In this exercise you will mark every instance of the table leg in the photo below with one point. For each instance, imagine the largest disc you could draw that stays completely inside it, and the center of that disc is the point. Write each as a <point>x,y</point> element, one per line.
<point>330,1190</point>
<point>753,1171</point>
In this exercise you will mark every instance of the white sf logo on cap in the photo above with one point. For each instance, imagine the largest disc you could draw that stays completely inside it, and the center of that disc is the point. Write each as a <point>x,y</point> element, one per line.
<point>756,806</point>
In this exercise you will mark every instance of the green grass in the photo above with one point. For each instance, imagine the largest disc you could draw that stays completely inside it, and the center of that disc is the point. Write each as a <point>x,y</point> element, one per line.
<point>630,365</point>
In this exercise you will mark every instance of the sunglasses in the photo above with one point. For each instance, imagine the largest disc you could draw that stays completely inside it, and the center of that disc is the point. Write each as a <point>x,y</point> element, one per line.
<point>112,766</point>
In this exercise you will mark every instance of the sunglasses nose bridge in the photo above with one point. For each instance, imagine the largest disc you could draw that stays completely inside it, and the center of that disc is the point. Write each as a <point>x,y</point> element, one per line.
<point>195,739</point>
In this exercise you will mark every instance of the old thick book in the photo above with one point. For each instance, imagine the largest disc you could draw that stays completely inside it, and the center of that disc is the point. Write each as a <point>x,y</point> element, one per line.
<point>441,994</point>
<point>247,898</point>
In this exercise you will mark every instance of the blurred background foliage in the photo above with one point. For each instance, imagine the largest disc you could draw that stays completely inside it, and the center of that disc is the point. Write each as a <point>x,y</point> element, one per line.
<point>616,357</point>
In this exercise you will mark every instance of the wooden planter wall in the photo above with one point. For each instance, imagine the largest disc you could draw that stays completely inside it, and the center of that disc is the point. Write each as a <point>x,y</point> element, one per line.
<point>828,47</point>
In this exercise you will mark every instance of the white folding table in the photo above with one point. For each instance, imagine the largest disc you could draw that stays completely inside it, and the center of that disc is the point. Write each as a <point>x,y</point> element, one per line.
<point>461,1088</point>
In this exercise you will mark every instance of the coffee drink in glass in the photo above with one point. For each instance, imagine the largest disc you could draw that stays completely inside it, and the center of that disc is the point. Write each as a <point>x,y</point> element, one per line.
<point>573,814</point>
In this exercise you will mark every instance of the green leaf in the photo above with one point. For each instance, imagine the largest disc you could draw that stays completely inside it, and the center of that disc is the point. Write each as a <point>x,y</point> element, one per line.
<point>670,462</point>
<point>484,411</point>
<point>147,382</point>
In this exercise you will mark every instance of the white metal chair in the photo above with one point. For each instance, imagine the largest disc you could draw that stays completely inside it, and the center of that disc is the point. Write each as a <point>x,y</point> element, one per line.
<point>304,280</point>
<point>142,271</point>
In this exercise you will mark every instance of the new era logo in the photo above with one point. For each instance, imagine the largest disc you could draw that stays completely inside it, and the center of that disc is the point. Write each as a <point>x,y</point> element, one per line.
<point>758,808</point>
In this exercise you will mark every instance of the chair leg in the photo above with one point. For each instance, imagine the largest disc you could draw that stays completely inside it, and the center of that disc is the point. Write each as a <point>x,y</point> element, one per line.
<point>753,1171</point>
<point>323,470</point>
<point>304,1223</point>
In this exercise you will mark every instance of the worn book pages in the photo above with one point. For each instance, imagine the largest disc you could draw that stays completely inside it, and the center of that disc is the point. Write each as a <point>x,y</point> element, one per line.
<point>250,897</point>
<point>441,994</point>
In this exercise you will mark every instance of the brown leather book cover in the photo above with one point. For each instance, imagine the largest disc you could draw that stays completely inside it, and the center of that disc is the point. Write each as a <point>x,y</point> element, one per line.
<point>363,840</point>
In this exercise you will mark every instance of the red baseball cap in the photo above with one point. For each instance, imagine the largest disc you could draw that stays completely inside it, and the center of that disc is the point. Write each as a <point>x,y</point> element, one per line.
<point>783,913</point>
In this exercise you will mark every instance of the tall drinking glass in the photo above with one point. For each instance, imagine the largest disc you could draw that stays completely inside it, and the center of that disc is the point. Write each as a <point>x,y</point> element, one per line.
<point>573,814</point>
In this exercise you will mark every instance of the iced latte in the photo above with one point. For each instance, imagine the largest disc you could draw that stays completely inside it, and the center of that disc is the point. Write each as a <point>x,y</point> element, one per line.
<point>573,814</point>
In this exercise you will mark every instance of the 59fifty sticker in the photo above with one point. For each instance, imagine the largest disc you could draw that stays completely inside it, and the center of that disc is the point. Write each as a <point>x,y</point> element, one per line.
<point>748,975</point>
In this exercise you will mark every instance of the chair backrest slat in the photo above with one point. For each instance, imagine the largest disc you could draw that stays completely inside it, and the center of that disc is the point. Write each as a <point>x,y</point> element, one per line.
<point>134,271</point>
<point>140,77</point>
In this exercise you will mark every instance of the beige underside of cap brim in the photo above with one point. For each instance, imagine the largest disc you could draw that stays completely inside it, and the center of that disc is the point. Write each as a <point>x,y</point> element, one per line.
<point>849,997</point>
++++++++
◆ ACTIVITY ◆
All entries are to be reproduced verbatim, with none omitted.

◆ TASK ANSWER ◆
In this exercise you will mark every instance of the table leg in the photo below with one point. For each instance, imagine the largest disc you could draw that stays completely inside it, and the center of that disc is the point. Write each as a <point>x,y</point> element, one per line.
<point>330,1190</point>
<point>753,1171</point>
In this exercise you will mark every instance of the white sf logo on cap in the photo above with one point. For each instance, imagine the largest disc you could draw that stays completely inside it, and the center of that disc is the point. Write each as a <point>x,y</point> element, one per line.
<point>756,806</point>
In this exercise you will mark every instance of the green grass in the photo above with one point. For each instance, imagine the largest disc you could draw that stays completely inside it, and the center of that disc is the point. Write each as a <point>x,y</point> element, one per line.
<point>630,365</point>
In this exercise you will mark every instance of the sunglasses in the photo above with one point. For each instance, imagine the largest disc you could draw that stays completely inside it, and the center of that disc is the point. Write each as a <point>x,y</point> element, one per line.
<point>112,766</point>
In this exercise you will mark every instance of the sunglasses nose bridge in the photo above with one point. For each instance, imagine the largest disc you could draw that stays completely inside it, and the center of that disc is the point. Write each as a <point>x,y</point> element, one per line.
<point>195,739</point>
In this exercise you will mark every instance of the old thick book in the photo above with one point. For each instance, imagine the largest disc you could draw that stays completely inside it, and the center of that disc is the point. Write each as a <point>x,y</point> element, one per line.
<point>441,994</point>
<point>247,898</point>
In this exercise you will mark every instance of the blurred background foliage in the photo above with one point. For each instance, imagine the largest disc you could draw that stays completely inside it, and the center of that disc is the point. Write each as a <point>x,y</point> element, one per line.
<point>616,357</point>
In this exercise you will mark every instance of the wooden planter wall in the photo above with one point. For each instance, imagine the largest disc you could draw that stays completely inside it, and the center of that disc is the point. Write each as a <point>x,y</point> element, one per line.
<point>828,47</point>
In this exercise you will mark every instance of the white folding table in the photo above with one point. For each instance, imagine the largest disc you could draw that stays completely inside it, and the center of that disc is the point. Write each as a <point>x,y</point> element, one per line.
<point>461,1088</point>
In this exercise you will mark every instance of the coffee drink in glass in the photo above with one point. For each instance, imagine the largest disc you could draw that stays completely inside it, and the center of that disc is the point. Write each as a <point>x,y</point> element, one per line.
<point>573,814</point>
In this exercise you will mark every instance of the green leaf in the photo above with one point. For each instance, imagine the largest disc you could draw that stays completely inside it, and the center of that disc is the point. Write each as a <point>x,y</point> element, one per line.
<point>670,462</point>
<point>484,411</point>
<point>147,382</point>
In this exercise you will mark every instance of the white metal chair in the photo above with one point. For each instance, imagine the largest disc you could draw that stays completely inside it, and the center of that disc is the point. Write each as a <point>x,y</point> element, one per line.
<point>304,280</point>
<point>142,271</point>
In this exercise you will mark every instance of the new era logo in the photo above with one point. For each instance, imagine the largest disc you could draw that stays completely inside it, and the center of that disc is the point. Write each as a <point>x,y</point> element, one per line.
<point>758,808</point>
In this exercise you will mark every instance of the chair leg in the photo above with one point. For each instance, imagine the largest disc you could draw that stays completely inside it, and the center of that disc is the point. Write each as a <point>x,y</point> element, one per line.
<point>753,1171</point>
<point>323,470</point>
<point>304,1223</point>
In this exercise you will mark every instance of the worn book pages in the photo above with one point. For each instance, imagine the largest disc you could draw that stays completely inside it, and the center of that disc is the point. Write each as a <point>x,y</point> element, one per line.
<point>250,897</point>
<point>441,994</point>
In this exercise you will mark every instance of the brown leather book cover in the photo above with one point. For each instance, imagine the largest disc you could draw that stays completely inside it, and the center of that disc is the point. Write each as a <point>x,y</point> element, one per line.
<point>363,840</point>
In this exercise you will mark every instance of the red baseball cap in the photo above with one point. For each instance, imagine the largest disc you could draw that stays completely inside it, and the center of that disc is the point. Write each as a <point>x,y</point> element, one per line.
<point>783,913</point>
In this exercise you will mark every instance of the tall drinking glass in the photo above with one point. For each instance, imagine the largest disc you could draw that stays completely inside it, and the center of that disc is the point. Write each as a <point>x,y</point> element, one per line.
<point>573,814</point>
In this exercise you will mark every instance of the iced latte in the photo above with one point. For each instance, imagine the largest disc you could draw that stays completely inside it, and the center of that disc is the point. Write each as a <point>x,y</point> element, one per line.
<point>573,814</point>
In this exercise you will mark every instance of the 59fifty sticker in the photo above with one point. For each instance, imagine the largest disc you could draw that stays completely inside it, and the center of that disc is the point. Write each as a <point>x,y</point> element, one per line.
<point>748,975</point>
In this exercise you will mark every instance of the chair backrest slat in the photo above with one point. For each instance, imagine the largest disc you could draw that stays completely inside it, and the center of that disc is the point. Write each as a <point>x,y</point> element, one per line.
<point>134,271</point>
<point>140,77</point>
In this exercise you will mark every instance of the beige underside of cap brim in the photo above with one point. For each instance, imagine the largest disc you could draw that stays completely inside it, and the center of that disc is the point. Write each as a <point>x,y</point> element, one per line.
<point>849,997</point>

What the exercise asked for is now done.